__Problema a resolver__: En el texto proporcionado, ¿a qué edad recibió la Primera Comunión quien narra?

__Texto proporcionado__:
_ _ _ _ _
Fui bautizado de niño y me
integré en un grupo de jóvenes que acudía a catequesis, gracias a la dedicación
del catequista de mi pueblo, que fue quien me preparó para mi Primera Comunión
a los 12 años.
Una vez, en la clase de
catequesis, a la que acudía una vez por la semana, le
pregunté al catequista por qué el sacerdote no residía en nuestro pueblo para
poder comulgar así todos los días.
El catequista me dio dos
respuestas: “Como nuestra comunidad aún no ha enviado a
ningún joven al seminario para ser sacerdote, es difícil que celebremos la
Eucaristía como a ti te gustaría”.
Y añadió: “Presta
atención en la oración que recito el domingo cuando nos reunimos en ausencia
del sacerdote”.
Así fue, al terminar su
breve comentario sobre la lectura del Evangelio dominical, el catequista
introdujo la segunda parte del rezo de la asamblea de la siguiente manera: “Si
tuviéramos a un sacerdote entre nosotros, podríamos haber recibido la comunión
del cuerpo y la sangre del Señor”.
Estas
respuestas del catequista despertaron en mí el deseo de ser sacerdote.
Pero las dificultades a la hora de hablar con mis padres cristianos y, sobre
todo, de convencerlos de la seriedad de mi propósito fueron enormes.
En primer lugar, en mi
familia, yo soy el segundo hijo varón y era inconcebible que mi padre me
permitiera ingresar en el seminario.
Como nunca había asistido a una escuela
del centro de la parroquia, tenía un cierto complejo de inferioridad con
respecto a los jóvenes de la parroquia que estaban acostumbrados a tratar con
sacerdotes,
conocían el ritual de la Misa y de los otros sacramentos.
_ _ _ _ _
__Fragmentos de datos__:
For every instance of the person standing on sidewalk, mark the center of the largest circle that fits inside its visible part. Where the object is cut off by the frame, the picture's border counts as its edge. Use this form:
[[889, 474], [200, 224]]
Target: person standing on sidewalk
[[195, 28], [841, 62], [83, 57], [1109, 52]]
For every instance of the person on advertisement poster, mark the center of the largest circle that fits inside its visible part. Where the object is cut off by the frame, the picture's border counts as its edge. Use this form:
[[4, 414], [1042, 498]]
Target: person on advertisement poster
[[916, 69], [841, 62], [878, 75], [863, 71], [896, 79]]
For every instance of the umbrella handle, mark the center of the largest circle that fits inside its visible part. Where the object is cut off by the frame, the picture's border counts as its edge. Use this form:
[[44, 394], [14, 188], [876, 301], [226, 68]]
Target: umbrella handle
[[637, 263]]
_ _ _ _ _
__Resultado final__: A los 12 años.